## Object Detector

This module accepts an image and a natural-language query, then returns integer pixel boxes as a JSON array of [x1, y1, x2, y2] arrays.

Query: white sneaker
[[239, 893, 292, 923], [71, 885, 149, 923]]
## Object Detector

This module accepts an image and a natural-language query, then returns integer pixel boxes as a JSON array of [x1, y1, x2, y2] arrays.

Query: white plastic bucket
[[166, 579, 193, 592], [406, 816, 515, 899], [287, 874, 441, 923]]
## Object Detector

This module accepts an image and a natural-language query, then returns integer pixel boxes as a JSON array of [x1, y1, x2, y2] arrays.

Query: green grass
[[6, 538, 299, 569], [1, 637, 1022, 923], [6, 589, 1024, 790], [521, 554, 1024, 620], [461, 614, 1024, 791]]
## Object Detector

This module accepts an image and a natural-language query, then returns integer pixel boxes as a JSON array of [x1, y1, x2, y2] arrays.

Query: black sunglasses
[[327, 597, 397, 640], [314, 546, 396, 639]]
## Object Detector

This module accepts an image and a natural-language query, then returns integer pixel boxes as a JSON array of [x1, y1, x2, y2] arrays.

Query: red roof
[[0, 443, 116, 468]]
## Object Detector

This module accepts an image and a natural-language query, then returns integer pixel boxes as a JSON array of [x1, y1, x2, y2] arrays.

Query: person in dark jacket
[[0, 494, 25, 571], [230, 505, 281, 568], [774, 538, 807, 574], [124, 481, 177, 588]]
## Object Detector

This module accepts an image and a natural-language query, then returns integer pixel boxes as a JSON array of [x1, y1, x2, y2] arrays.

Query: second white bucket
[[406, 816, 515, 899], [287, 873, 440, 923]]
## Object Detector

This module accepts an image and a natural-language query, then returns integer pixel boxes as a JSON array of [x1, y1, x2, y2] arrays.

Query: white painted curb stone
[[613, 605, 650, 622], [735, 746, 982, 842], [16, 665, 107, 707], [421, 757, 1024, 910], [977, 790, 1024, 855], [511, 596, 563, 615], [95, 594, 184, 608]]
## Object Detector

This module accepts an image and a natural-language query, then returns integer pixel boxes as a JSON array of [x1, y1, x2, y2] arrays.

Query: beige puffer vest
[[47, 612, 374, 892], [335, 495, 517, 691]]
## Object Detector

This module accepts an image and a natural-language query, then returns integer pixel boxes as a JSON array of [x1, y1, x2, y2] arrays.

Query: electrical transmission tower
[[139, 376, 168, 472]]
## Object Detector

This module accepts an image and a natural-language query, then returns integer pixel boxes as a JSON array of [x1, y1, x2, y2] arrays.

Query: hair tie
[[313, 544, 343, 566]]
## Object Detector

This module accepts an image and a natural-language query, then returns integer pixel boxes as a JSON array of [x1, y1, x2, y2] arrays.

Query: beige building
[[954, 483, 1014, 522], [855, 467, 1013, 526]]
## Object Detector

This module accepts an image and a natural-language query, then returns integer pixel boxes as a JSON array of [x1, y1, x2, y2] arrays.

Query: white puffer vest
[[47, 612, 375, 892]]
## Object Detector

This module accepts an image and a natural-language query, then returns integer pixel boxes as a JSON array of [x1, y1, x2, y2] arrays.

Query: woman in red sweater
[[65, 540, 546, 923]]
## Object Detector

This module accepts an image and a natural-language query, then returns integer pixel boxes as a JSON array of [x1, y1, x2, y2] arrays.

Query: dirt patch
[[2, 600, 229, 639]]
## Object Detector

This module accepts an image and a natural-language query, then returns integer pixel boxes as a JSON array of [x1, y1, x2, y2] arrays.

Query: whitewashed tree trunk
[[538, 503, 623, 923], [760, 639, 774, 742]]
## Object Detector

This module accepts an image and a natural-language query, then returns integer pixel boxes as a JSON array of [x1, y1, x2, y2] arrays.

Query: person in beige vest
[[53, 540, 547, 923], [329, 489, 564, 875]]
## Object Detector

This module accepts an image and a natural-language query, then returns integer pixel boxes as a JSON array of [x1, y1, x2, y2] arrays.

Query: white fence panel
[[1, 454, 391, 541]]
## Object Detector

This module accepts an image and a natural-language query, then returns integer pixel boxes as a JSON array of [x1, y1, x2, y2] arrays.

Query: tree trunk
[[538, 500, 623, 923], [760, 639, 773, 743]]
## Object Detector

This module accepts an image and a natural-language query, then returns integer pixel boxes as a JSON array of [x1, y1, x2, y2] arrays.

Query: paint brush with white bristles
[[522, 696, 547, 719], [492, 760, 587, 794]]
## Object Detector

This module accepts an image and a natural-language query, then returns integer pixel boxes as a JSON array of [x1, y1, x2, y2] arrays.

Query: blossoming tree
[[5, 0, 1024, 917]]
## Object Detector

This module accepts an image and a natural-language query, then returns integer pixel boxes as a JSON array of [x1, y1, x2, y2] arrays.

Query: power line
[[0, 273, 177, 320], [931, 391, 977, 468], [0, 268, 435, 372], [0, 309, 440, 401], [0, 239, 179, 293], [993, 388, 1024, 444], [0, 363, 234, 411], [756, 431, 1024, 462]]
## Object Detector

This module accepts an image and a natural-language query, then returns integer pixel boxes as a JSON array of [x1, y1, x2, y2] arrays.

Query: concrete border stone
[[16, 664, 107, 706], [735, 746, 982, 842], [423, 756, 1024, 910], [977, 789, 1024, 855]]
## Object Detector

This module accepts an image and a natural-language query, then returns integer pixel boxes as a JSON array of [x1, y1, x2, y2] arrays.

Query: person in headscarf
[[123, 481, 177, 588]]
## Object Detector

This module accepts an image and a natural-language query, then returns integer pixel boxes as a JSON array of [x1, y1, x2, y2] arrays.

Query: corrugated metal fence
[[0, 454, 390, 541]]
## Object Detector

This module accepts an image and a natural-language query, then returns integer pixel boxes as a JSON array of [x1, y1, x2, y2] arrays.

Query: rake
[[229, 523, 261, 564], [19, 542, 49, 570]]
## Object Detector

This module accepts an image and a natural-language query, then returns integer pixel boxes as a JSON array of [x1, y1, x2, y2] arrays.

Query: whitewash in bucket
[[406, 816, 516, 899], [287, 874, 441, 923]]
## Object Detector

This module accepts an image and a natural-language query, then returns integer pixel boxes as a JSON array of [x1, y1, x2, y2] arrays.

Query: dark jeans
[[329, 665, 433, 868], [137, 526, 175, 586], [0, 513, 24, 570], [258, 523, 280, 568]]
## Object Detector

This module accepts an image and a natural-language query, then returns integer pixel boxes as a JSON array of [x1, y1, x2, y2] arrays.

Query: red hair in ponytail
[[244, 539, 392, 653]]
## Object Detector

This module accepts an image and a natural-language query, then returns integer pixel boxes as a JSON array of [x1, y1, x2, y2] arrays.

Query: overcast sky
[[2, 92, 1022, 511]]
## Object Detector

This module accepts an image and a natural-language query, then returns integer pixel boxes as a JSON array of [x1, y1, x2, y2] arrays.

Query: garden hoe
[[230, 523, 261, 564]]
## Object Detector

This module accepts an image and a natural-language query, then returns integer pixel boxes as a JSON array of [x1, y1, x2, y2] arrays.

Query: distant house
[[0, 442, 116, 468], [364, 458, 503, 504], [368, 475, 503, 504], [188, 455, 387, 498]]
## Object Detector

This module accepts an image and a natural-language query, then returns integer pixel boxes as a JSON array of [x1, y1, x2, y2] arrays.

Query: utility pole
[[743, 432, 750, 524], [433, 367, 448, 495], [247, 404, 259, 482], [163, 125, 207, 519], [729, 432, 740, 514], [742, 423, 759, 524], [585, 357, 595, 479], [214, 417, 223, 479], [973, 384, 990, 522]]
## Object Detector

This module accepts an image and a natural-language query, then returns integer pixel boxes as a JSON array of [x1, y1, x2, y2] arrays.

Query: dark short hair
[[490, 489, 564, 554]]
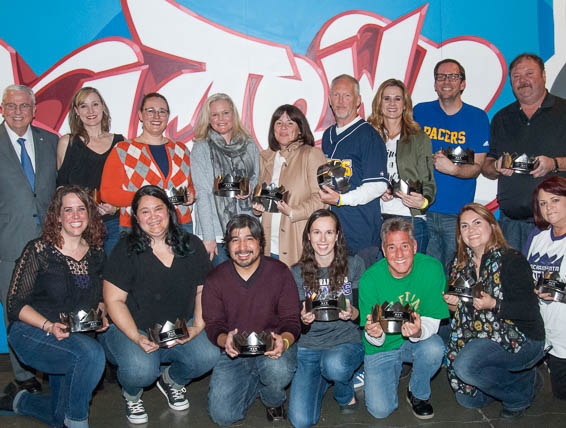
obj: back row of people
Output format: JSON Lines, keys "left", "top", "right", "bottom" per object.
{"left": 0, "top": 50, "right": 564, "bottom": 424}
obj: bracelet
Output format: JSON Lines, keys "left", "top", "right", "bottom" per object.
{"left": 553, "top": 157, "right": 559, "bottom": 173}
{"left": 420, "top": 198, "right": 429, "bottom": 210}
{"left": 282, "top": 338, "right": 290, "bottom": 351}
{"left": 337, "top": 195, "right": 342, "bottom": 207}
{"left": 42, "top": 319, "right": 49, "bottom": 331}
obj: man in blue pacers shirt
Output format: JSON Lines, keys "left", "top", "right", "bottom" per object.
{"left": 320, "top": 74, "right": 388, "bottom": 269}
{"left": 414, "top": 59, "right": 489, "bottom": 273}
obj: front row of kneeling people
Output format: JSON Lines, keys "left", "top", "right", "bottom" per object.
{"left": 3, "top": 179, "right": 564, "bottom": 427}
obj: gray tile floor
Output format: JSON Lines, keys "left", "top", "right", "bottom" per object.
{"left": 0, "top": 354, "right": 563, "bottom": 427}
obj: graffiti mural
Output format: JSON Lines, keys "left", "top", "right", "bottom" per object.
{"left": 0, "top": 0, "right": 563, "bottom": 352}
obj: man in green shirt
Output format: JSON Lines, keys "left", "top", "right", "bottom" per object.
{"left": 359, "top": 217, "right": 449, "bottom": 420}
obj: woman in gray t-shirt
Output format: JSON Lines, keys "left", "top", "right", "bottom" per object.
{"left": 288, "top": 209, "right": 365, "bottom": 427}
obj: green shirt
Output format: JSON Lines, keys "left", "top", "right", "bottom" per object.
{"left": 359, "top": 253, "right": 449, "bottom": 354}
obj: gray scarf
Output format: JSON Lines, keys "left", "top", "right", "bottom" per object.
{"left": 208, "top": 129, "right": 255, "bottom": 231}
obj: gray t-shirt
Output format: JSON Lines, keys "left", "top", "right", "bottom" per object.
{"left": 291, "top": 255, "right": 364, "bottom": 349}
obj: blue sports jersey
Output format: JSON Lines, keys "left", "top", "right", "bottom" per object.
{"left": 413, "top": 100, "right": 489, "bottom": 214}
{"left": 321, "top": 119, "right": 387, "bottom": 252}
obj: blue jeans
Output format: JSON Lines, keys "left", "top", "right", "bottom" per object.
{"left": 498, "top": 212, "right": 535, "bottom": 253}
{"left": 289, "top": 343, "right": 364, "bottom": 428}
{"left": 212, "top": 243, "right": 230, "bottom": 267}
{"left": 180, "top": 221, "right": 193, "bottom": 235}
{"left": 208, "top": 345, "right": 298, "bottom": 426}
{"left": 103, "top": 216, "right": 120, "bottom": 256}
{"left": 98, "top": 322, "right": 219, "bottom": 399}
{"left": 9, "top": 321, "right": 105, "bottom": 427}
{"left": 364, "top": 334, "right": 444, "bottom": 419}
{"left": 453, "top": 337, "right": 545, "bottom": 411}
{"left": 426, "top": 211, "right": 458, "bottom": 274}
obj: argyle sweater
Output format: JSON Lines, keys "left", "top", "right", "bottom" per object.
{"left": 101, "top": 139, "right": 194, "bottom": 227}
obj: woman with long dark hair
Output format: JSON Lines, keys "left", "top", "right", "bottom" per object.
{"left": 253, "top": 104, "right": 327, "bottom": 266}
{"left": 57, "top": 87, "right": 124, "bottom": 254}
{"left": 367, "top": 79, "right": 435, "bottom": 253}
{"left": 99, "top": 185, "right": 219, "bottom": 424}
{"left": 191, "top": 93, "right": 259, "bottom": 266}
{"left": 288, "top": 209, "right": 364, "bottom": 427}
{"left": 444, "top": 203, "right": 545, "bottom": 418}
{"left": 526, "top": 176, "right": 566, "bottom": 400}
{"left": 2, "top": 185, "right": 107, "bottom": 427}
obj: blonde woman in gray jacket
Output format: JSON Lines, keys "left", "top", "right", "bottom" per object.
{"left": 367, "top": 79, "right": 435, "bottom": 253}
{"left": 190, "top": 94, "right": 259, "bottom": 266}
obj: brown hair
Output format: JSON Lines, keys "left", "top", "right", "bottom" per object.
{"left": 68, "top": 87, "right": 111, "bottom": 145}
{"left": 139, "top": 92, "right": 170, "bottom": 113}
{"left": 298, "top": 209, "right": 348, "bottom": 294}
{"left": 367, "top": 78, "right": 421, "bottom": 142}
{"left": 455, "top": 203, "right": 509, "bottom": 269}
{"left": 42, "top": 185, "right": 105, "bottom": 248}
{"left": 267, "top": 104, "right": 315, "bottom": 151}
{"left": 509, "top": 53, "right": 544, "bottom": 77}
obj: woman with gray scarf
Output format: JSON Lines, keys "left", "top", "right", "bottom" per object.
{"left": 191, "top": 93, "right": 259, "bottom": 266}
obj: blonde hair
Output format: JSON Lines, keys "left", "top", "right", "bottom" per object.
{"left": 68, "top": 87, "right": 111, "bottom": 145}
{"left": 193, "top": 93, "right": 250, "bottom": 141}
{"left": 367, "top": 78, "right": 420, "bottom": 142}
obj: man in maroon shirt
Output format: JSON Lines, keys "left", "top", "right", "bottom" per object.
{"left": 202, "top": 214, "right": 300, "bottom": 425}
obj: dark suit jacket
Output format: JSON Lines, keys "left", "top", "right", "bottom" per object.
{"left": 0, "top": 122, "right": 58, "bottom": 262}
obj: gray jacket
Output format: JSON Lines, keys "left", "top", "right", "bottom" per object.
{"left": 190, "top": 137, "right": 260, "bottom": 241}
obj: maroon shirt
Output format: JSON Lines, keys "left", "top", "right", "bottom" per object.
{"left": 202, "top": 256, "right": 301, "bottom": 347}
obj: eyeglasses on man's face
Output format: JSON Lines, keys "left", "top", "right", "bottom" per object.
{"left": 434, "top": 73, "right": 463, "bottom": 82}
{"left": 3, "top": 103, "right": 33, "bottom": 112}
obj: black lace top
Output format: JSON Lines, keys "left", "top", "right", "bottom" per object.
{"left": 6, "top": 239, "right": 105, "bottom": 326}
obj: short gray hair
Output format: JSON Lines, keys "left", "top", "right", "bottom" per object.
{"left": 330, "top": 74, "right": 360, "bottom": 97}
{"left": 2, "top": 84, "right": 35, "bottom": 105}
{"left": 380, "top": 217, "right": 415, "bottom": 244}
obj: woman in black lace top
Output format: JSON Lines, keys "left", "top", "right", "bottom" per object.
{"left": 2, "top": 185, "right": 107, "bottom": 428}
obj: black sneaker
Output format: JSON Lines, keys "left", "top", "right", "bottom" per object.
{"left": 406, "top": 389, "right": 434, "bottom": 419}
{"left": 500, "top": 407, "right": 526, "bottom": 419}
{"left": 157, "top": 376, "right": 189, "bottom": 411}
{"left": 124, "top": 398, "right": 148, "bottom": 424}
{"left": 266, "top": 404, "right": 286, "bottom": 421}
{"left": 4, "top": 378, "right": 41, "bottom": 395}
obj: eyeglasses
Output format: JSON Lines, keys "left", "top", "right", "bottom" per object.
{"left": 3, "top": 103, "right": 33, "bottom": 112}
{"left": 435, "top": 73, "right": 463, "bottom": 82}
{"left": 143, "top": 108, "right": 169, "bottom": 117}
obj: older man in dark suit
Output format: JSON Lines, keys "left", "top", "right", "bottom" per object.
{"left": 0, "top": 84, "right": 58, "bottom": 395}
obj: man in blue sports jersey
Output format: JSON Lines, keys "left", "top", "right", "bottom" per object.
{"left": 320, "top": 74, "right": 388, "bottom": 269}
{"left": 413, "top": 59, "right": 489, "bottom": 274}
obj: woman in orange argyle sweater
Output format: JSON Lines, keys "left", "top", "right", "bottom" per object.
{"left": 101, "top": 93, "right": 195, "bottom": 233}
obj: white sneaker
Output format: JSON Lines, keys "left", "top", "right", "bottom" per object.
{"left": 354, "top": 372, "right": 365, "bottom": 390}
{"left": 125, "top": 398, "right": 148, "bottom": 424}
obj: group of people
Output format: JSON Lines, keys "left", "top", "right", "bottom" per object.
{"left": 0, "top": 50, "right": 563, "bottom": 428}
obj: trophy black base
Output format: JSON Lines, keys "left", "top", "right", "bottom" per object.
{"left": 536, "top": 285, "right": 566, "bottom": 303}
{"left": 169, "top": 196, "right": 188, "bottom": 205}
{"left": 214, "top": 189, "right": 243, "bottom": 198}
{"left": 235, "top": 344, "right": 268, "bottom": 356}
{"left": 379, "top": 319, "right": 404, "bottom": 334}
{"left": 70, "top": 320, "right": 102, "bottom": 333}
{"left": 313, "top": 308, "right": 341, "bottom": 322}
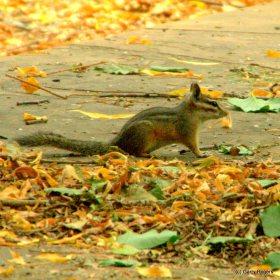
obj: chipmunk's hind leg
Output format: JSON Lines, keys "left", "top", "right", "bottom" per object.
{"left": 116, "top": 121, "right": 154, "bottom": 157}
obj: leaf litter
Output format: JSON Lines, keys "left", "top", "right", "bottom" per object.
{"left": 0, "top": 143, "right": 279, "bottom": 273}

=====

Problem to solve | Show me all lines in the records that contain "people".

Written answer |
obj: back row of people
obj: front row of kneeling people
obj: group of people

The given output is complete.